**Document extract:**
○ ○ ○

I was also curious how Bulldozer modules are expected to interact with Windows 7. Intel and Microsoft put a deliberate effort into optimizing for Hyper-Threading. The operating system’s scheduler knows the difference between a physical core and a Hyper-Threaded core. If it has two threads to schedule, Windows 7 and Server 2008 R2 use two physical cores. The alternative—scheduling two threads to the same physical, Hyper-Threaded core—would naturally sacrifice performance. Because Bulldozer modules are still sharing resources, it’d stand to reason that a four-module Zambezi CPU would be best served by similarly handling two threads using different modules. Though AMD wasn’t able to address how it’ll handle this interaction, it assures me that it’s working with OS vendors on optimizations that’ll be ready for Bulldozer’s release.
Zambezi, based on Bulldozer, might just look like this.
I also asked John about the front-end’s instruction/cycle capabilities and the shared L2’s capacity configuration, but neither of those details is available yet. What he could tell me was that the 128-bit FP units are symmetrical, and that, on any cycle, either integer core can dispatch a 256-bit AVX instruction (assuming software compiled to support AVX). Or, both integer cores can dispatch a single 128-bit instruction at the same time.

○ ○ ○

**Set exercise A:**
Name every company mentioned in the Bulldozer excerpt.
**Set exercise B:**
Write what comes next in the Bulldozer excerpt, carrying on from its last sentence.

○ ○ ○

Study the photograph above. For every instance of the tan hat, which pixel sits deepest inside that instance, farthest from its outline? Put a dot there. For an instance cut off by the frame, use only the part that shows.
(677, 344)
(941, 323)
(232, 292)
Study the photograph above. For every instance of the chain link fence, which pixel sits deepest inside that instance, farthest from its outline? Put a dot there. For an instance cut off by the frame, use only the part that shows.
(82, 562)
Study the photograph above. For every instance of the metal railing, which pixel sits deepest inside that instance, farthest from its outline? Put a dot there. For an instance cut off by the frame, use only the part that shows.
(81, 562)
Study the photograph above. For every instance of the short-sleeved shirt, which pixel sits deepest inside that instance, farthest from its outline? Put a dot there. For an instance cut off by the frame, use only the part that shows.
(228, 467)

○ ○ ○

**Task response A:**
Intel, Microsoft, AMD

**Task response B:**
In addition, John clarified how each integer unit’s pipelines are oriented. Whereas K10 enables three pipelines shared between ALUs and AGUs (effectively 1.5 of each), Bulldozer increases this number to four pipelines—two dedicated AGU and two dedicated ALU. The L1 cache configuration is a bit different, too. Whereas K10 offered 64 KB of L1 instruction and 64 KB of L1 data cache per core, Bulldozer enables 16 KB of L1 data cache per core and 64 KB of 2-way L1 instruction cache per module. It remains to be seen how the smaller L1 affects performance.